== Short task ==
Please give, as a JSON list of strings with one string per line and blank lines left out, the part of the records below that opens with the line containing "The service SHOULD place a point on the blue bottle" and runs through the end of the records, both ends included.

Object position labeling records
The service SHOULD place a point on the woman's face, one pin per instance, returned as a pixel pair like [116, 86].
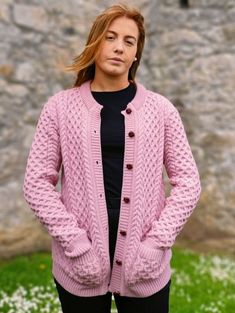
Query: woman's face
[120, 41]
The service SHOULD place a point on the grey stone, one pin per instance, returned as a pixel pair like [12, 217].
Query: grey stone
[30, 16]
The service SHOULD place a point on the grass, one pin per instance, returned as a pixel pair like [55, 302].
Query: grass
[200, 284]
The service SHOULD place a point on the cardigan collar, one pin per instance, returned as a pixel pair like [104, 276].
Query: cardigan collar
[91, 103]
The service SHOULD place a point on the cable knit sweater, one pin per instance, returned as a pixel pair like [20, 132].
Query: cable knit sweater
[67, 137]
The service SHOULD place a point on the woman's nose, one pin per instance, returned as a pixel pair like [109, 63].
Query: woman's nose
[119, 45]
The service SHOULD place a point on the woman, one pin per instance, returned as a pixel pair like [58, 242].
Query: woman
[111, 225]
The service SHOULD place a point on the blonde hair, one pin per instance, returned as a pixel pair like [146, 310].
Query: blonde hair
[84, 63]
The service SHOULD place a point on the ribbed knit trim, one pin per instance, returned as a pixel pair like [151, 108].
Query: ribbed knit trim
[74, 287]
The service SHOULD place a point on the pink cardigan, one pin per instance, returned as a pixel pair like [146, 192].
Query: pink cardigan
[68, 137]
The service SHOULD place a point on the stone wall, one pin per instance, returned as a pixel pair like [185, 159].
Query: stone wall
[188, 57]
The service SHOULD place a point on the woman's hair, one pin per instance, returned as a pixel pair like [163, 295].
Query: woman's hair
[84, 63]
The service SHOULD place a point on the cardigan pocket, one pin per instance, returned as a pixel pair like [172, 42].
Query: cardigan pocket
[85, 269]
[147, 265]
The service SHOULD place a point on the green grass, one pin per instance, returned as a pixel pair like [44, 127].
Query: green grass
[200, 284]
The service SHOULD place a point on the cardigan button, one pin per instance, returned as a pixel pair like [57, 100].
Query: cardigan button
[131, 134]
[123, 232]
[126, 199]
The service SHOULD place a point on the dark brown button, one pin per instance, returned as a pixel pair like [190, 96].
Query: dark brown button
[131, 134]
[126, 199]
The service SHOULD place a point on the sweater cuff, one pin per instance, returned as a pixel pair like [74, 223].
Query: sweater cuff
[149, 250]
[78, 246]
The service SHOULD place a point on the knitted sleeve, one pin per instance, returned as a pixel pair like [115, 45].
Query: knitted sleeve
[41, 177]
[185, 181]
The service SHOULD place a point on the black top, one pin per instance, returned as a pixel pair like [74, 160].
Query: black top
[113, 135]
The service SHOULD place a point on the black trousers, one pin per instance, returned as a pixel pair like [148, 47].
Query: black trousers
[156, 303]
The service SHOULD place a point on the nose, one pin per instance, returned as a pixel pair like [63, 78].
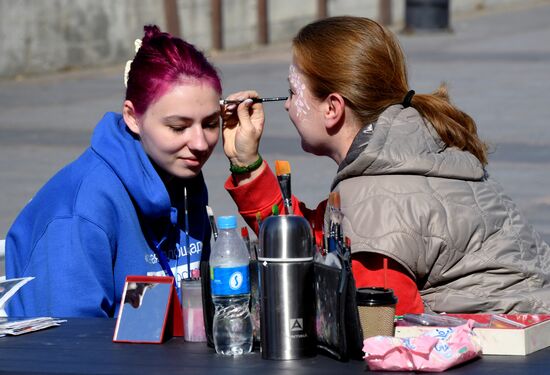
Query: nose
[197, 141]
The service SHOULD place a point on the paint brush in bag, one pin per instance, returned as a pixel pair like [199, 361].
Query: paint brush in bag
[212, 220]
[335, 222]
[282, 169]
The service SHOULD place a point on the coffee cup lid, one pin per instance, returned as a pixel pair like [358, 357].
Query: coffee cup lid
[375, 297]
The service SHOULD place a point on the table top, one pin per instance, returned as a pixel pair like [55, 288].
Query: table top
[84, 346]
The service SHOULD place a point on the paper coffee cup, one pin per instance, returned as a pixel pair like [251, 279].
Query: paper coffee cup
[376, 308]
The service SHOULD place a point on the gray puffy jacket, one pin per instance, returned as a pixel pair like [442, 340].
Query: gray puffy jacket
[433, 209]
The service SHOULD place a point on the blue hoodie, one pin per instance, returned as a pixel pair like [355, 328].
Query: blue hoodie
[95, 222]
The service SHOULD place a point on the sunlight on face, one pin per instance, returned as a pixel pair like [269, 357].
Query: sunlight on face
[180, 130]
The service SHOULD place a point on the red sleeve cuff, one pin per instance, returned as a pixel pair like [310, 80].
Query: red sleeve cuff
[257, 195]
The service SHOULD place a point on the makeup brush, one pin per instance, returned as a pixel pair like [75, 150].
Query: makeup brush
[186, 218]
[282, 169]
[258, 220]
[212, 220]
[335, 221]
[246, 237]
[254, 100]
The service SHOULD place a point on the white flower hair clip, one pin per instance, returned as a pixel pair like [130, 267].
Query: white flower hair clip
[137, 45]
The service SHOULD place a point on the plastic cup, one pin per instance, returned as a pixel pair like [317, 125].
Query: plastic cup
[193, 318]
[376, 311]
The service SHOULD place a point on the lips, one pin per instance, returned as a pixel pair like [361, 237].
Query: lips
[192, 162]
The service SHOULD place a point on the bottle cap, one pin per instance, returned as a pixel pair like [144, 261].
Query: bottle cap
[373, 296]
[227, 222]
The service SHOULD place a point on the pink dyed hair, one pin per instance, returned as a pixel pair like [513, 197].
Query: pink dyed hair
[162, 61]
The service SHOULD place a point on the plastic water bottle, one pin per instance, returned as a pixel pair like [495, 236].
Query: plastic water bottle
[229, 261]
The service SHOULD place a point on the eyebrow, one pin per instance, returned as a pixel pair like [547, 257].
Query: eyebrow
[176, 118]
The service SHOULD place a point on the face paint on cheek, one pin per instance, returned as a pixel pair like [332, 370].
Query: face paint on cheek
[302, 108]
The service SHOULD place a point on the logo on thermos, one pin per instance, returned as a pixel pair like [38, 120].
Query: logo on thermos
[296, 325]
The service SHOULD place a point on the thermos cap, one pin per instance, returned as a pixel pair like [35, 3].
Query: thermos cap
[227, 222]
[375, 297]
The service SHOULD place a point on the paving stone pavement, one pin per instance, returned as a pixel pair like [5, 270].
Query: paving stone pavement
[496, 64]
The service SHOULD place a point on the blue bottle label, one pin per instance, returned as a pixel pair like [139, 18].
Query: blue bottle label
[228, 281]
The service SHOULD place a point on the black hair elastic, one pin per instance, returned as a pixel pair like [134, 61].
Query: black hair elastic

== Task result ==
[
  "The service SHOULD place a point on the blue bottle label, one pin per instance, returned as a pixel pair like [139, 18].",
  "Query: blue bottle label",
  "[228, 281]",
  "The service SHOULD place a point on the black hair elastic, one pin per instance, returned as a pixel pair like [134, 61].",
  "Query: black hair elastic"
]